Nous savons nous défendre contre les étoiles de mer (sales bêtes à pattes encore plus lentes que nous) et autres crabes (nuisibles à pinces) et balistes (poissons totalement ridicules avec une grosse bouche pleine de dents) : nous émettons des toxines cytotoxiques et hémolytiques. Nous pouvons même en cas d’alerte vitale nous éviscérer (nous rejetons sur l’ennemi une partie de nos organes internes). Il nous faut quand même une centaine de jours pour nous régénérer, alors nous n’en abusons pas.
Vous avez entendu du parler du commensalisme ? non, bien sûr. Et bien, pour nous c’est naturel. Notre cavité coelomique accueille avec plaisir des petits crabes, des crevettes nettoyeuses et même des petits poissons qui viennent s’y reproduire. Vive la vie en collectivité !
Cerise sur le gâteau, nous avons un talent particulier (source de tous nos malheurs) : notre corps structuré par des fibres de collagène est capable de changer de structure en une fraction de seconde : nous pouvons nous rétracter et nous durcir pour être aussi dur que de la pierre. Et c’est ce que nous faisons en nous redressant lorsque nous envoyons nos œufs découvrir le vaste monde.
Se durcir, s’ériger, envoyer de la semence … cela ne vous rappelle rien ?
Du coup, vous, bande d’abrutis décérébrés, avez pensé qu’en nous mangeant cela aurait un impact sur votre virilité souvent défaillante !
D’où les sobriquets dont vous nous affublez sans vergogne : vié marin (sexe de mer en provençal), pich du (phallus noir en breton) … Le seul que nous trouvons sympa c’est concombre de mer (nous tolérons aussi bêche de mer). Nous nous imaginons parcourir l’océan masqués tel des sauveurs incognitos …
D’où aussi votre appétit sans limite et la réduction drastique de notre population.
Au début, cela allait. Vers l’an mille, vous nous péchiez à la main, de temps en temps.
Même la Capitaine Némo nous servait à table : « Goûtez à tous ces mets. Voici une conserve d’holothuries qu’un Malais déclarerait sans rivale au monde ». Et nous avons aussi un Pokémon : le Concombaffe qui combat grâce à ses tubes de cuvier (j’avais oublié de vous dire que certains d’entre nous peuvent projeter une masse de filaments gluants, les « tubes de Cuvier », qui immobilisent notre adversaire)
Mais depuis le vingtième siècle, vous avez industrialisé notre destruction : c’est un génocide ! (N’ayons pas peur des mots).
Certains d’entre vous se disent (pour se donner bonne conscience ?) qu’il faut nous défendre. En 1990, ils ont créé le SPC Bêche de mer. Cela n’a pas changé grand-chose pour nous. Simplement, maintenant, vous savez que vous nous détruisez …
A la fin des années 1970 la consommation mondiale de « nous » était de 25 000 tonnes. Depuis notre population a diminué de 98% au Galápagos et de 94% en Égypte, pareil en Asie, malgré l’interdiction de récolter à outrance (merci les braconniers).
En France, seuls quelques catalans consomment de l’Espardenya (une de nos espèce). A l’ex-grand-messe du vingt heures de TF1 (maintenant, il y a internet …), ils ont parlé de nous le seize juin deux mille dix-neuf pour dire que nous étions un animal menacé de disparition. Vous (les français) avez même proposé que nous (premiers recycleurs de matière morte) soyons dans la liste officielle des espèces menacées. C’est cool que vous vous occupiez de nous juste avant de nous faire disparaitre …
J’appelle donc tous les humains à cesser immédiatement de nous consommer. Nous sommes mous, moches et lents et comptons bien le rester longtemps !
Merci de partager (après avoir traduit dans toutes vos langues insipides, surtout celles d’Asie puisque ce sont qui abusent le plus)
PS : ne dramatisons pas non plus. En pratique, il n’y a aucune chance que vous réussissiez à tous nous détruire totalement et notre vie reste très cool au fond des océans.

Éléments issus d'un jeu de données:
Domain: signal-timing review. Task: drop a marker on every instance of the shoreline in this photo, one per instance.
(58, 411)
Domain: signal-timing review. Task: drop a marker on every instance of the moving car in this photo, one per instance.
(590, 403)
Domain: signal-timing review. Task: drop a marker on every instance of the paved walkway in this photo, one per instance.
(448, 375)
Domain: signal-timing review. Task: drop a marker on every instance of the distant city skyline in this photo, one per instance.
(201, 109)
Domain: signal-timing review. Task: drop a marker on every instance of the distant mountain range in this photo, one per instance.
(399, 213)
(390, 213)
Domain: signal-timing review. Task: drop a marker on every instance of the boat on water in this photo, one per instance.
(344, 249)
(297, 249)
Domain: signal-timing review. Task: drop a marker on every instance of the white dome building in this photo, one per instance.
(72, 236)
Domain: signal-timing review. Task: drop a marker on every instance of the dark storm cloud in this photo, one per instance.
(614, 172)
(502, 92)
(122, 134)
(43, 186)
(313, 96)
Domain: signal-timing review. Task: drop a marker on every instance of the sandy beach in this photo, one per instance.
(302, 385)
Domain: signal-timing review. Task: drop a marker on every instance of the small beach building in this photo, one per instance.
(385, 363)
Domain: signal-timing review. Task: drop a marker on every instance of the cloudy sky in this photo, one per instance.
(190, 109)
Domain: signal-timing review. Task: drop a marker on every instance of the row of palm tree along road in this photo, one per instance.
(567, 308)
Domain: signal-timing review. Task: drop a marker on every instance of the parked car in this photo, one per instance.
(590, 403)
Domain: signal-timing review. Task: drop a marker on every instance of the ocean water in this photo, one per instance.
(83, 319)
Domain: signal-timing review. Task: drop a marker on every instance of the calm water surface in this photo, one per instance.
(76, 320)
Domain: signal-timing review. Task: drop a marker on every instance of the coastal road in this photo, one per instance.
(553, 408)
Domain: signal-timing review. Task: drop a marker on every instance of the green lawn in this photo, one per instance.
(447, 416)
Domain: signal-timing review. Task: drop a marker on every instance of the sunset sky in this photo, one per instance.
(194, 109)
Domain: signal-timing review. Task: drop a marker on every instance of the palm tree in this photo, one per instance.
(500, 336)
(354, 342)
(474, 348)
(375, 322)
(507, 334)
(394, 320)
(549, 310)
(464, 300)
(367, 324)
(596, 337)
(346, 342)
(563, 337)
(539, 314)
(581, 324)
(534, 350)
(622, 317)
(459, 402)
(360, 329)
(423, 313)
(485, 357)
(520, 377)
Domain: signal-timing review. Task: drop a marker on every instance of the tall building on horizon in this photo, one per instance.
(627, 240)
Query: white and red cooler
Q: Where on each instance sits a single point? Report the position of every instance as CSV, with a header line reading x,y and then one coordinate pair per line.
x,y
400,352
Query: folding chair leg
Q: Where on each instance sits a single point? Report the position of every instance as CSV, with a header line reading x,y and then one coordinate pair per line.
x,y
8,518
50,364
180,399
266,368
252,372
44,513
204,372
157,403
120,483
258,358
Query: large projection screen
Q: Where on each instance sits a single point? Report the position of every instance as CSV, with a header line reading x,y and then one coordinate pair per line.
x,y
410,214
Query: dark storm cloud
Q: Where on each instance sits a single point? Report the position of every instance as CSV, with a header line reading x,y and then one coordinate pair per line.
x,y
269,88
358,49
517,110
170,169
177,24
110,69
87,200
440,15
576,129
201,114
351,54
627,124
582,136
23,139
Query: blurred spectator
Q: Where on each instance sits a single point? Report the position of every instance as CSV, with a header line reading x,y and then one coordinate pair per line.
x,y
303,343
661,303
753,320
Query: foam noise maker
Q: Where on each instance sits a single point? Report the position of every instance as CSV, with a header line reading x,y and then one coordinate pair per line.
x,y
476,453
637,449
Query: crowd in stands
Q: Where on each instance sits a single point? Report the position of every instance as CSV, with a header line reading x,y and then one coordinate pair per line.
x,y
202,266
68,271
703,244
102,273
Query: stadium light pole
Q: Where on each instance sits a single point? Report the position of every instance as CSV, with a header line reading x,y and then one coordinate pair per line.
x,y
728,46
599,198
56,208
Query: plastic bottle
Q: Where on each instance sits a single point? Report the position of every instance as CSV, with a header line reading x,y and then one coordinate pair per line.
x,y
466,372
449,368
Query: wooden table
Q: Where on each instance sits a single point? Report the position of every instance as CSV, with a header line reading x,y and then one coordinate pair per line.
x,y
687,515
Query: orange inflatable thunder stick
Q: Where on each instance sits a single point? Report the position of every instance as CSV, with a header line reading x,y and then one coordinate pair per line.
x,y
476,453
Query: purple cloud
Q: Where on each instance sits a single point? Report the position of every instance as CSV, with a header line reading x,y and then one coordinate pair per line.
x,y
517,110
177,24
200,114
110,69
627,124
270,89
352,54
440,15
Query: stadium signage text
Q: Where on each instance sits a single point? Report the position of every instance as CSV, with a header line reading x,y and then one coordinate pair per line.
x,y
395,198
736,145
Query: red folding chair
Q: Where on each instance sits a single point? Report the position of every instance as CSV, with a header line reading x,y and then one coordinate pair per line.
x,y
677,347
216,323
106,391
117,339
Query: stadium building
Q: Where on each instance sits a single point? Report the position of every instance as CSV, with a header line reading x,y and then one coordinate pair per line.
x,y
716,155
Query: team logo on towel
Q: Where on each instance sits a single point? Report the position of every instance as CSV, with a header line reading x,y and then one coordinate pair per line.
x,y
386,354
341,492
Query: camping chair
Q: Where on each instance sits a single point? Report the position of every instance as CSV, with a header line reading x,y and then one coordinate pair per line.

TÂCHE À FAIRE>
Recopiez sans rien changer le passage du texte sur les concombres de mer qui commence aux mots « Mais depuis le » et s'arrête après « (merci les braconniers). ».

VOTRE RÉPONSE>
Mais depuis le vingtième siècle, vous avez industrialisé notre destruction : c’est un génocide ! (N’ayons pas peur des mots).
Certains d’entre vous se disent (pour se donner bonne conscience ?) qu’il faut nous défendre. En 1990, ils ont créé le SPC Bêche de mer. Cela n’a pas changé grand-chose pour nous. Simplement, maintenant, vous savez que vous nous détruisez …
A la fin des années 1970 la consommation mondiale de « nous » était de 25 000 tonnes. Depuis notre population a diminué de 98% au Galápagos et de 94% en Égypte, pareil en Asie, malgré l’interdiction de récolter à outrance (merci les braconniers).